Written exercise: Reproduce verbatim the data from the line containing "Please mark the side" through the end of the data, including both ends, and output nothing else.

Pointing data

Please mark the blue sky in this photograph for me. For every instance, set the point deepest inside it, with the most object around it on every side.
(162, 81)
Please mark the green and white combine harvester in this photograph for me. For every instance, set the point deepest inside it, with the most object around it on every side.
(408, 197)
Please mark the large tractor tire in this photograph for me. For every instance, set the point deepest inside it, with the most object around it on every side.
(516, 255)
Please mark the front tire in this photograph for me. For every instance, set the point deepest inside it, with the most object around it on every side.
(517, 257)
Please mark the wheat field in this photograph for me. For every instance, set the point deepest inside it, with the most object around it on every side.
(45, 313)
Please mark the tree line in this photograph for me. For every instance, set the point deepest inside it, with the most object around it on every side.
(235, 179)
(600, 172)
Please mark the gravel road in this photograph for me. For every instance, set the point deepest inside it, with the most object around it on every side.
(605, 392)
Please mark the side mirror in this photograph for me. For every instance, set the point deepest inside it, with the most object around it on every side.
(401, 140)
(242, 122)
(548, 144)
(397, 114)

Reply:
Please mark the side mirror in this photograph for me. For every instance, set the point deepest inside it, with the most object around it on every side.
(401, 140)
(242, 122)
(548, 144)
(397, 114)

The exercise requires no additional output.